═════ RAW DATA

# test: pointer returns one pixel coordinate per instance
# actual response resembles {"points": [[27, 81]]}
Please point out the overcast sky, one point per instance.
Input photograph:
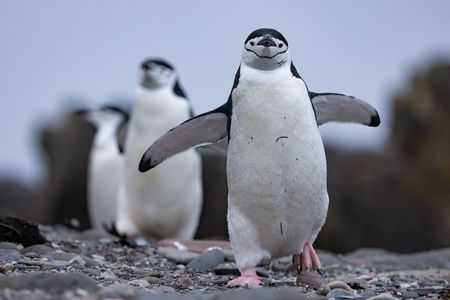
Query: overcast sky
{"points": [[53, 51]]}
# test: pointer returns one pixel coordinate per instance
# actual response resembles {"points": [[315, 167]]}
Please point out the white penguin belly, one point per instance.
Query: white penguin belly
{"points": [[105, 174], [166, 201], [276, 171]]}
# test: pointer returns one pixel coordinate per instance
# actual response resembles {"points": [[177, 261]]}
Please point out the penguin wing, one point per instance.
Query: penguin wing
{"points": [[331, 107], [121, 136], [203, 129]]}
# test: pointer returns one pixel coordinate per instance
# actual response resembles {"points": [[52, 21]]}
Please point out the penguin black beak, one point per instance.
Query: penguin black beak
{"points": [[267, 41]]}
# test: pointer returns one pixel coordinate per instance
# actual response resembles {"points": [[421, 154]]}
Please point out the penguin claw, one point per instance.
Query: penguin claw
{"points": [[248, 279], [124, 239]]}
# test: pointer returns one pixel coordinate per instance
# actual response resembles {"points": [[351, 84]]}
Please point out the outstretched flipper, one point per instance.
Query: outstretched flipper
{"points": [[331, 107], [203, 129]]}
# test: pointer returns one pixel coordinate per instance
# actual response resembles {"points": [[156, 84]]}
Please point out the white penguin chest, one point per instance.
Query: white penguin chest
{"points": [[276, 162]]}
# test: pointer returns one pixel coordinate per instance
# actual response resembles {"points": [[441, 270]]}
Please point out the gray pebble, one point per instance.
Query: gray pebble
{"points": [[91, 271], [9, 255], [227, 269], [6, 245], [384, 296], [177, 256], [339, 293], [31, 254], [139, 282], [409, 295], [73, 258], [230, 268], [108, 275], [207, 261], [367, 294], [49, 282], [39, 249], [154, 280]]}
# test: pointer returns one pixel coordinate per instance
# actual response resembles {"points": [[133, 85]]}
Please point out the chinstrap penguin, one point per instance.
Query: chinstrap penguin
{"points": [[105, 164], [166, 202], [276, 166]]}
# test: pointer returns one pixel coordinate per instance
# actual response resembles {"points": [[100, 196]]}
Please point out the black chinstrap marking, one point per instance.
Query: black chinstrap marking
{"points": [[269, 57]]}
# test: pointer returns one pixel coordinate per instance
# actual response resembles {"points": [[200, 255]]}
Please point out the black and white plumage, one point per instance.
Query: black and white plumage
{"points": [[276, 166], [105, 164], [166, 202]]}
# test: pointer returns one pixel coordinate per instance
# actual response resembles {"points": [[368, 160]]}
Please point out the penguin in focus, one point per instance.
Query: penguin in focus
{"points": [[166, 202], [276, 165], [105, 164]]}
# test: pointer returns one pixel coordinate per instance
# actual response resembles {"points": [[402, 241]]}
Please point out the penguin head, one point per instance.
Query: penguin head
{"points": [[104, 116], [266, 49], [156, 73]]}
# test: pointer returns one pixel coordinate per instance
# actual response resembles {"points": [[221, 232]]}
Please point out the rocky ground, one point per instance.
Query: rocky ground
{"points": [[93, 265]]}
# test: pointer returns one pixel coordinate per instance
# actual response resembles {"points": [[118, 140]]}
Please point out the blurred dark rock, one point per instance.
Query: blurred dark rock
{"points": [[400, 199], [67, 151], [19, 200]]}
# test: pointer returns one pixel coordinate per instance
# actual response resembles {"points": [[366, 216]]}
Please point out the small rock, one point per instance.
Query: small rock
{"points": [[208, 260], [92, 235], [139, 282], [39, 249], [70, 257], [310, 278], [49, 282], [154, 280], [232, 269], [227, 269], [367, 294], [409, 295], [9, 255], [177, 256], [384, 296], [339, 293], [323, 290], [10, 246], [91, 271], [424, 291], [108, 275], [339, 284], [32, 255]]}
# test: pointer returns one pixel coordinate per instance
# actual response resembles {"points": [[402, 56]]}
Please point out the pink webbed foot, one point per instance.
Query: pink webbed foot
{"points": [[247, 279], [307, 260]]}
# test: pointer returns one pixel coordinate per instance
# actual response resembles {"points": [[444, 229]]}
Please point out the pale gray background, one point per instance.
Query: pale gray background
{"points": [[53, 51]]}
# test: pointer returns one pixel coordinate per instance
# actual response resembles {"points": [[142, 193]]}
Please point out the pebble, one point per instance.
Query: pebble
{"points": [[227, 269], [339, 284], [6, 245], [49, 282], [384, 296], [10, 255], [154, 280], [91, 271], [32, 255], [72, 258], [409, 295], [310, 278], [139, 282], [108, 275], [39, 249], [339, 293], [207, 261], [367, 294], [177, 256]]}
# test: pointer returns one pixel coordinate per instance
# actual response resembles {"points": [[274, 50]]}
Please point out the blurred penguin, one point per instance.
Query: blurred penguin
{"points": [[105, 167], [166, 202]]}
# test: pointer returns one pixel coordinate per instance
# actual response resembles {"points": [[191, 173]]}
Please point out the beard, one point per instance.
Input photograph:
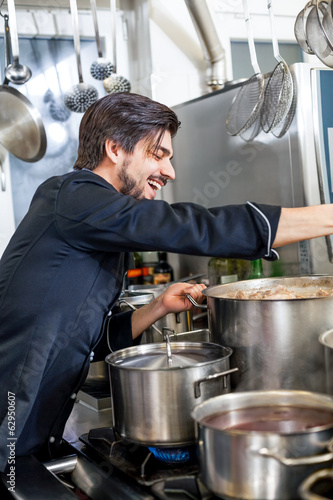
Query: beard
{"points": [[129, 185]]}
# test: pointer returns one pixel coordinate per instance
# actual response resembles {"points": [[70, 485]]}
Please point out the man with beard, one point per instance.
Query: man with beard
{"points": [[63, 269]]}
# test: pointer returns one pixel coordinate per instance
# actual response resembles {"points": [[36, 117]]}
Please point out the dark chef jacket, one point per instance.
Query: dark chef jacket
{"points": [[63, 271]]}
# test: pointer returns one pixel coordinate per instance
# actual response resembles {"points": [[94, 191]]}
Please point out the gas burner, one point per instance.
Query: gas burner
{"points": [[133, 460]]}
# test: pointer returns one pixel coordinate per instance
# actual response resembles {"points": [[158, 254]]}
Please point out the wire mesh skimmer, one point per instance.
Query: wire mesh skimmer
{"points": [[244, 114], [279, 88]]}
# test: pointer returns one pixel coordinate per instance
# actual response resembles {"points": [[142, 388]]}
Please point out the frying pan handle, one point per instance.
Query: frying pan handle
{"points": [[194, 303], [13, 31], [94, 16], [2, 178], [76, 37], [197, 390]]}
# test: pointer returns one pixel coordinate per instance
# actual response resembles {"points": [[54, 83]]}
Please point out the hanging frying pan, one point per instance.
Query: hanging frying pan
{"points": [[22, 131]]}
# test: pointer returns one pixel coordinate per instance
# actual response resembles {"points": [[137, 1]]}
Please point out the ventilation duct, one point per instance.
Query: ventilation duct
{"points": [[213, 52]]}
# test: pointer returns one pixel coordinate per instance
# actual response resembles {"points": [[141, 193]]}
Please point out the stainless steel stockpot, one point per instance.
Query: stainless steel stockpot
{"points": [[239, 462], [275, 342], [152, 401]]}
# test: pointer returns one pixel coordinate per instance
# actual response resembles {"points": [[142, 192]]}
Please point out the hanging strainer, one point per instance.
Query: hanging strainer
{"points": [[300, 27], [283, 127], [319, 31], [279, 88], [101, 68], [244, 114]]}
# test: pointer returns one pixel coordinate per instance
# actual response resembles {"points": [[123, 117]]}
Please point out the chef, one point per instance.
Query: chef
{"points": [[63, 269]]}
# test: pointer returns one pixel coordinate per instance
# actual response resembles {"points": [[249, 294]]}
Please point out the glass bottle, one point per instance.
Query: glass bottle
{"points": [[149, 261], [163, 272], [222, 270], [256, 270]]}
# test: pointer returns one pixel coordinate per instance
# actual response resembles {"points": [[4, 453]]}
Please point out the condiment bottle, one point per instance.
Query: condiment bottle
{"points": [[222, 270], [256, 270], [149, 261], [163, 272]]}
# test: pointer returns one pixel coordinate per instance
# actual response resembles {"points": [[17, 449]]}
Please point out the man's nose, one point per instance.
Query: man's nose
{"points": [[168, 170]]}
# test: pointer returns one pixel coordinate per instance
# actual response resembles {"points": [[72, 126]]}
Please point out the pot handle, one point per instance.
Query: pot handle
{"points": [[308, 460], [305, 487], [197, 390], [194, 303]]}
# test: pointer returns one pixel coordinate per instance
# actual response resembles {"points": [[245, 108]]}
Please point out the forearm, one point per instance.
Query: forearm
{"points": [[144, 317], [303, 223]]}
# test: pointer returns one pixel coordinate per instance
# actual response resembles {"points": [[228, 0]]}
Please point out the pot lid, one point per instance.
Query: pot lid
{"points": [[155, 356]]}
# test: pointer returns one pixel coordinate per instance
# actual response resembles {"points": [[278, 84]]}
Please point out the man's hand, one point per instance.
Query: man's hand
{"points": [[172, 300]]}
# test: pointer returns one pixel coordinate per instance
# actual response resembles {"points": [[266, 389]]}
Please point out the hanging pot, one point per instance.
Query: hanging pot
{"points": [[152, 400]]}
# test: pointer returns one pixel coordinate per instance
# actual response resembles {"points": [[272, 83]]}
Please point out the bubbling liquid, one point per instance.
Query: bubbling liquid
{"points": [[279, 419]]}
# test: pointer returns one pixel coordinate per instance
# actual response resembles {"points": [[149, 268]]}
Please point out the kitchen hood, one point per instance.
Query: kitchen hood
{"points": [[213, 51]]}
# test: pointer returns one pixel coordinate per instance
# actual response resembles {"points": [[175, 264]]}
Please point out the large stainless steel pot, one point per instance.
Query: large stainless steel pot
{"points": [[152, 401], [275, 342], [239, 460], [326, 339]]}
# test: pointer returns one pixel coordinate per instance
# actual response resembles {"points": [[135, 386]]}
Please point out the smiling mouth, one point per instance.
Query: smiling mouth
{"points": [[155, 185]]}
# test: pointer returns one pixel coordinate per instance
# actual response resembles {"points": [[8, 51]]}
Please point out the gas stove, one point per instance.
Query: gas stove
{"points": [[138, 467]]}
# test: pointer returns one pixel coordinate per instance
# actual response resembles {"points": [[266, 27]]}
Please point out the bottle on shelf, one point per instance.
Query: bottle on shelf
{"points": [[134, 273], [256, 270], [163, 272], [222, 270], [149, 261]]}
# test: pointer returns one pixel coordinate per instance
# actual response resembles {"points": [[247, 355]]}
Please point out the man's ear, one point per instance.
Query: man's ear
{"points": [[112, 151]]}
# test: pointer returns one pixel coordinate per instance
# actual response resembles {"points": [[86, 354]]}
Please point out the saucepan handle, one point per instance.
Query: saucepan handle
{"points": [[307, 460], [197, 389], [194, 303]]}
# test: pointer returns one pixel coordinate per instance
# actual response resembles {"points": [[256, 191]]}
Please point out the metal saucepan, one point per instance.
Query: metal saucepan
{"points": [[152, 400], [22, 131], [262, 444], [275, 342]]}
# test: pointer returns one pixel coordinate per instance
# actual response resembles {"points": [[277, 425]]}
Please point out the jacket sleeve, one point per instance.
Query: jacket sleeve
{"points": [[92, 216]]}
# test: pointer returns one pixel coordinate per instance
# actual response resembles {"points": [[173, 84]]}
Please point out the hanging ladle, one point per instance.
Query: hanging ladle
{"points": [[15, 72], [82, 95], [101, 68], [115, 83]]}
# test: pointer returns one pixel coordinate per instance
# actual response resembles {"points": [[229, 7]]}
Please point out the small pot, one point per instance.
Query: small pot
{"points": [[152, 401], [262, 444], [326, 339]]}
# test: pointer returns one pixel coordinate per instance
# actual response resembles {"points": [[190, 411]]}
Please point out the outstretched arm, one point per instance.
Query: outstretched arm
{"points": [[303, 223], [173, 299]]}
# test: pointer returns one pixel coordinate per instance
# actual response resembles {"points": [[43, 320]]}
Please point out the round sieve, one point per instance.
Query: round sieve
{"points": [[283, 127], [279, 88], [300, 25], [243, 117], [319, 31]]}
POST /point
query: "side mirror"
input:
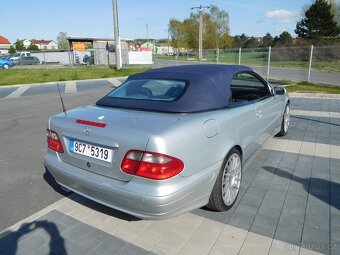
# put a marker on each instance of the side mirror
(279, 90)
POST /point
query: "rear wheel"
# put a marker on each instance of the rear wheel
(228, 183)
(285, 121)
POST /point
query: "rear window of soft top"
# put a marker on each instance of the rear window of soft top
(150, 89)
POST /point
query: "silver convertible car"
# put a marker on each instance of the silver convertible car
(168, 140)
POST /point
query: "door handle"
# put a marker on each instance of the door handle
(259, 114)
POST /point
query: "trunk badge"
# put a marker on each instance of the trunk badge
(87, 130)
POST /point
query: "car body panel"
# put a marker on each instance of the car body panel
(200, 139)
(4, 62)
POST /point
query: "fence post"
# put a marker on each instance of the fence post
(310, 62)
(268, 66)
(239, 55)
(217, 55)
(44, 59)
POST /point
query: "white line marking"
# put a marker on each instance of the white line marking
(114, 82)
(306, 148)
(70, 87)
(18, 92)
(36, 215)
(315, 113)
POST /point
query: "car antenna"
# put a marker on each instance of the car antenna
(61, 99)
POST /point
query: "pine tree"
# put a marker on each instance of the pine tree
(318, 22)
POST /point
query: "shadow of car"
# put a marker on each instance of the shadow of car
(6, 63)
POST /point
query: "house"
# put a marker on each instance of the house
(4, 45)
(148, 46)
(42, 44)
(80, 46)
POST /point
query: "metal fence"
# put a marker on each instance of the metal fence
(308, 63)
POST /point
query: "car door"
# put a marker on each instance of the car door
(254, 89)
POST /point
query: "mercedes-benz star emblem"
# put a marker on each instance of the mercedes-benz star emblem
(87, 131)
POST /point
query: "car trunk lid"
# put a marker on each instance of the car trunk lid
(114, 129)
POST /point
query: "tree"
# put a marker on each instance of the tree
(251, 43)
(62, 41)
(215, 30)
(11, 50)
(319, 21)
(267, 40)
(33, 47)
(19, 46)
(240, 41)
(284, 39)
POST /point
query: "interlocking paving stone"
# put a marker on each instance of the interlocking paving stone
(48, 234)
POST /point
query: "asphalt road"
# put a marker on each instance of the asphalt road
(275, 73)
(25, 188)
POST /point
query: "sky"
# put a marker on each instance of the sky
(44, 19)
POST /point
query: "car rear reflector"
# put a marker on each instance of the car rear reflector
(53, 141)
(91, 123)
(151, 165)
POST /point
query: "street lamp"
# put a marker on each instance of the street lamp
(116, 34)
(147, 28)
(200, 34)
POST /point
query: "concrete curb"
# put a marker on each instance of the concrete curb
(54, 82)
(315, 95)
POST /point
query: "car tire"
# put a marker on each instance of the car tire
(228, 183)
(285, 121)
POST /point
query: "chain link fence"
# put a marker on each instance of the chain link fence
(307, 63)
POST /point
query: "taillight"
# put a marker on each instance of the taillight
(151, 165)
(53, 141)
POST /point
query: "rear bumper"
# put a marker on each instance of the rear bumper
(143, 198)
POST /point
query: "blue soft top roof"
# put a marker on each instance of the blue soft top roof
(208, 88)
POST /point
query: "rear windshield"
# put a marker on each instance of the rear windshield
(150, 89)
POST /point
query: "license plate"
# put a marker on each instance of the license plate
(91, 150)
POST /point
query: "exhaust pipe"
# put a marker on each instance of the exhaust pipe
(65, 189)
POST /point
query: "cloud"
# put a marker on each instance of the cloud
(280, 14)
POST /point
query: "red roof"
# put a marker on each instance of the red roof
(33, 41)
(4, 40)
(40, 41)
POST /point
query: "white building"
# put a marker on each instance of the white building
(42, 44)
(4, 45)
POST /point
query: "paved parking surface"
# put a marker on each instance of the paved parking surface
(289, 204)
(51, 88)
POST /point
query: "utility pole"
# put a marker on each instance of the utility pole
(116, 34)
(200, 33)
(147, 29)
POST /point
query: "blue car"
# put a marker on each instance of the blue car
(6, 63)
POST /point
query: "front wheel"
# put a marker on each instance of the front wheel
(228, 183)
(285, 121)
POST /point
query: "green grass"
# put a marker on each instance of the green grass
(29, 76)
(305, 87)
(258, 58)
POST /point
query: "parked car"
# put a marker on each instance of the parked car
(27, 61)
(20, 54)
(6, 63)
(168, 140)
(88, 60)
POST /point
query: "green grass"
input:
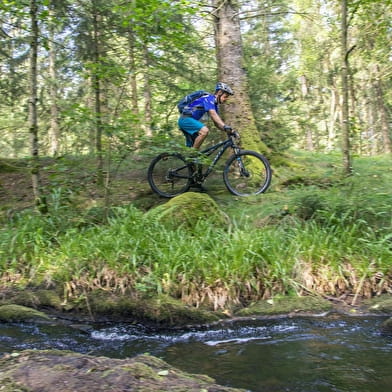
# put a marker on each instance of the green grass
(295, 239)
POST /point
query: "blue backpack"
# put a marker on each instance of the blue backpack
(183, 107)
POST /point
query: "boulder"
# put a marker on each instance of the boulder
(65, 371)
(18, 313)
(187, 209)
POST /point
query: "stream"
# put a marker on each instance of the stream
(303, 354)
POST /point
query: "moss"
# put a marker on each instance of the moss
(160, 310)
(13, 313)
(386, 327)
(284, 305)
(53, 370)
(187, 209)
(381, 304)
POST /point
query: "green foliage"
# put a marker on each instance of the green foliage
(282, 242)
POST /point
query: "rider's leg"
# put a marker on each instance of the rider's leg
(203, 132)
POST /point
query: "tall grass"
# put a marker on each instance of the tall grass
(131, 252)
(327, 241)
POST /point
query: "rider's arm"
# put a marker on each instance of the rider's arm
(216, 119)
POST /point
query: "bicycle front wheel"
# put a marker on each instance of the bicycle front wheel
(169, 175)
(247, 173)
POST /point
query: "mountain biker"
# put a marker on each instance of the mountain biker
(190, 122)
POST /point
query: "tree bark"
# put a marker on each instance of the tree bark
(40, 201)
(96, 80)
(385, 131)
(147, 94)
(347, 165)
(54, 130)
(237, 112)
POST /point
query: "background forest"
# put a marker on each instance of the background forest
(112, 71)
(89, 90)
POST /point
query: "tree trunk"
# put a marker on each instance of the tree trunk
(96, 80)
(386, 137)
(54, 130)
(132, 66)
(347, 165)
(147, 94)
(237, 112)
(40, 201)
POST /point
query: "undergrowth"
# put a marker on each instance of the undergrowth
(294, 240)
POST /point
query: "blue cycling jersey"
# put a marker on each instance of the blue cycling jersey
(202, 105)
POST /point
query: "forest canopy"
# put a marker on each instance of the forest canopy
(113, 71)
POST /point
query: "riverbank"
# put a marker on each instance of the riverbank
(165, 312)
(201, 257)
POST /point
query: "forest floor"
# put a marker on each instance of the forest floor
(73, 181)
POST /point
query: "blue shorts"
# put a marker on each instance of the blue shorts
(190, 127)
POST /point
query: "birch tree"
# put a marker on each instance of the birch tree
(237, 113)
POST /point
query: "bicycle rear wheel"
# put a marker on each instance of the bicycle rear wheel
(169, 175)
(247, 173)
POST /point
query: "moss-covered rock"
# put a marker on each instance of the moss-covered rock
(15, 313)
(381, 304)
(286, 305)
(187, 209)
(162, 309)
(386, 327)
(37, 298)
(50, 371)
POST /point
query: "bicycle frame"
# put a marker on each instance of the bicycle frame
(221, 147)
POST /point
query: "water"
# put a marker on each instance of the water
(328, 354)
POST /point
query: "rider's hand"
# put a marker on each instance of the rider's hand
(228, 129)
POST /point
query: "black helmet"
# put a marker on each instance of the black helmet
(224, 87)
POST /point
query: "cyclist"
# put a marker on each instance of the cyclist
(190, 122)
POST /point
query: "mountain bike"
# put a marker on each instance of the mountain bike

══════════

■ **WHAT YOU WILL DO**: Reproduce exactly the entries above, limited to the lines from the one with "Please point out the man's ear, one" through the one with "Please point out the small pot, one", both included.

■ **THE COMPLETED TASK**:
Please point out the man's ear, one point per instance.
Query: man's ear
{"points": [[112, 151]]}
# test: pointer returns one pixel coordinate per instance
# actual response resembles {"points": [[86, 354]]}
Please point out the saucepan handle, one point per instance.
Query: saucepan handle
{"points": [[307, 460], [197, 389], [194, 303]]}
# test: pointer returns one pixel coordinate per instance
# actual response resembles {"points": [[256, 191]]}
Please point out the metal saucepan, one point per instance.
Query: metal saucepan
{"points": [[152, 400], [22, 131], [262, 444], [275, 342]]}
# test: pointer returns one pixel coordinate per instance
# actual response resembles {"points": [[277, 425]]}
Please point out the jacket sleeve, one point per instance.
Query: jacket sleeve
{"points": [[92, 216]]}
# test: pointer returns one pixel coordinate per instance
# actual response resembles {"points": [[173, 84]]}
Please point out the hanging ladle, one point per instance.
Query: hanging ladle
{"points": [[15, 72], [82, 95], [101, 68], [115, 83]]}
# test: pointer returns one pixel coordinate per instance
# actual response resembles {"points": [[229, 7]]}
Please point out the small pot, one point per instance.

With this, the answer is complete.